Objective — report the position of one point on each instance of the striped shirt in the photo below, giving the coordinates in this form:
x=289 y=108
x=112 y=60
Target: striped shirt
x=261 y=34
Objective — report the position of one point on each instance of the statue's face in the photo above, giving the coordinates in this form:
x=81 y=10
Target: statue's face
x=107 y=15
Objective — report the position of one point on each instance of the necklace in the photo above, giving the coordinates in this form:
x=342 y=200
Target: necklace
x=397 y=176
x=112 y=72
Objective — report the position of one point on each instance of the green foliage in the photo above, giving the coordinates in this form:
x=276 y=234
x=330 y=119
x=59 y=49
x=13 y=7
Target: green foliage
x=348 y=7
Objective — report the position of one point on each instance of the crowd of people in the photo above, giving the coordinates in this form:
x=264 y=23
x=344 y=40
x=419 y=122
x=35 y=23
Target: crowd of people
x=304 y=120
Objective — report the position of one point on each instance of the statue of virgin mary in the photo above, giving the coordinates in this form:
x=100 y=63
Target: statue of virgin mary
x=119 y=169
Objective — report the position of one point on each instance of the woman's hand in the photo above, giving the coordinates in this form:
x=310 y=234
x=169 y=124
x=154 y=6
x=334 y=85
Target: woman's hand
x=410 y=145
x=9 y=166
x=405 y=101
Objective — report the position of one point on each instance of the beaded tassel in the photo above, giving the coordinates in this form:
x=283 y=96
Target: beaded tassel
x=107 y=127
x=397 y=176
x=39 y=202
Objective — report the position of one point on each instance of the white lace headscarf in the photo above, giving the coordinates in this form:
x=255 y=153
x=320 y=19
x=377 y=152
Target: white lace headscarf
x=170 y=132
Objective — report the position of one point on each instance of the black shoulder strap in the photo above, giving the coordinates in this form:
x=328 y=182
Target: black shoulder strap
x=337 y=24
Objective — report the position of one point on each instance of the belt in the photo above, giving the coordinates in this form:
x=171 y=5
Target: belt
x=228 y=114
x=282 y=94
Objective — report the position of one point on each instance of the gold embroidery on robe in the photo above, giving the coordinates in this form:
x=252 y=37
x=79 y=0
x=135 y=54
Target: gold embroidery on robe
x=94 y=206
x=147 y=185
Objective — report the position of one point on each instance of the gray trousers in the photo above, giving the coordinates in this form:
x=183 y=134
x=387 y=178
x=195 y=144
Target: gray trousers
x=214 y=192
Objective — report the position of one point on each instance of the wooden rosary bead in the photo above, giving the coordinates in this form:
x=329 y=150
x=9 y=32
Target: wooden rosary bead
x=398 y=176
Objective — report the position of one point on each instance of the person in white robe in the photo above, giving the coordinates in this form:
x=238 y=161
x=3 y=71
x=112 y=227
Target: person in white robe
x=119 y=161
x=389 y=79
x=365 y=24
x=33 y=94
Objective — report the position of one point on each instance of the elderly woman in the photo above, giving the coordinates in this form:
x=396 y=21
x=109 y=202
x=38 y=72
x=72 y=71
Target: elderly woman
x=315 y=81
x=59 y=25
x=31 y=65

════

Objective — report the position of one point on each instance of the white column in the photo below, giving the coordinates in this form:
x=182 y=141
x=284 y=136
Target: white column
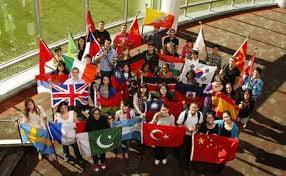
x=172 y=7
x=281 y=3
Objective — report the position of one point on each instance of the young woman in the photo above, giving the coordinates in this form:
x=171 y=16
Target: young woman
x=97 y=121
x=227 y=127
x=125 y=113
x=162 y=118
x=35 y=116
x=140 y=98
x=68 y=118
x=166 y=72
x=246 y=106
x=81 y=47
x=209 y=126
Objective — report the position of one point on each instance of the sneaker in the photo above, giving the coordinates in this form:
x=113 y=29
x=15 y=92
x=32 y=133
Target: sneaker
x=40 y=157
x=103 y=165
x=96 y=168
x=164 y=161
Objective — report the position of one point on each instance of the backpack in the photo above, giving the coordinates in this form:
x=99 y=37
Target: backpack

════

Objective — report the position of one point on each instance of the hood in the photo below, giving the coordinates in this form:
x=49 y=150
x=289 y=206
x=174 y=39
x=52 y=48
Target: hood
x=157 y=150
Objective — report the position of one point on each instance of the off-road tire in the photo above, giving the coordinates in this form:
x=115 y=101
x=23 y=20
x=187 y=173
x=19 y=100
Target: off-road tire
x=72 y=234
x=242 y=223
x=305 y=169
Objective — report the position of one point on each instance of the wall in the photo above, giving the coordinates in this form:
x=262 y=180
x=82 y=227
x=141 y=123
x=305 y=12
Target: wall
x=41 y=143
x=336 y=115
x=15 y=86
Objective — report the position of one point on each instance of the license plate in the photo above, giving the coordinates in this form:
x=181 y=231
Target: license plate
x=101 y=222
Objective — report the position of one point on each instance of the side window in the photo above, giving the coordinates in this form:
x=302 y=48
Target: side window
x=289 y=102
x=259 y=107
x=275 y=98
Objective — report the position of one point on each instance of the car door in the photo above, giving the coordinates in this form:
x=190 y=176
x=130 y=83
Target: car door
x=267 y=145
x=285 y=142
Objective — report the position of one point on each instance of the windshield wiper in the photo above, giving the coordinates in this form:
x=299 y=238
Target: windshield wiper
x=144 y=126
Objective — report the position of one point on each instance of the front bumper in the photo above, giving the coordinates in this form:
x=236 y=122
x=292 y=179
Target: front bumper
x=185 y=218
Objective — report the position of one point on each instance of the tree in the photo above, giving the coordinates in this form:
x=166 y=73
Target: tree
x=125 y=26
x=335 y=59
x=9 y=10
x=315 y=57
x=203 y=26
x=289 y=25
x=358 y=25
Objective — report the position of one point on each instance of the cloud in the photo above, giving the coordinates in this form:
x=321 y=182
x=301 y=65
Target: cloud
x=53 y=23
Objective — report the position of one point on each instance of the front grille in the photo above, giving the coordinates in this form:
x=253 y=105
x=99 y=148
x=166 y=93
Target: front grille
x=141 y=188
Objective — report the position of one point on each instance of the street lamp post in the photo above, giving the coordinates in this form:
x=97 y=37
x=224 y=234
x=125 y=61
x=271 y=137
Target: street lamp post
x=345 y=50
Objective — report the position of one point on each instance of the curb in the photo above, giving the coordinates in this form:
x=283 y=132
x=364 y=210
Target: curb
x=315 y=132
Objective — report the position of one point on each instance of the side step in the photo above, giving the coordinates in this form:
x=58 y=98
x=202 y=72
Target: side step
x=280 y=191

════

• [Problem to solve]
Give the total number of lines in the entries that contain the word "below", with no other words.

• [Answer section]
3